*Task instructions*
Give back the entries in full, exactly as they are written.

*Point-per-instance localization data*
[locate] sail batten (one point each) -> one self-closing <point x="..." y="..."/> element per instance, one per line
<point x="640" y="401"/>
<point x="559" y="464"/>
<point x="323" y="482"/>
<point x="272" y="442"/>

*Exercise solution*
[locate] sail batten (one point each) -> one self-closing <point x="..." y="..."/> element per instance, one per line
<point x="640" y="401"/>
<point x="559" y="464"/>
<point x="323" y="482"/>
<point x="272" y="442"/>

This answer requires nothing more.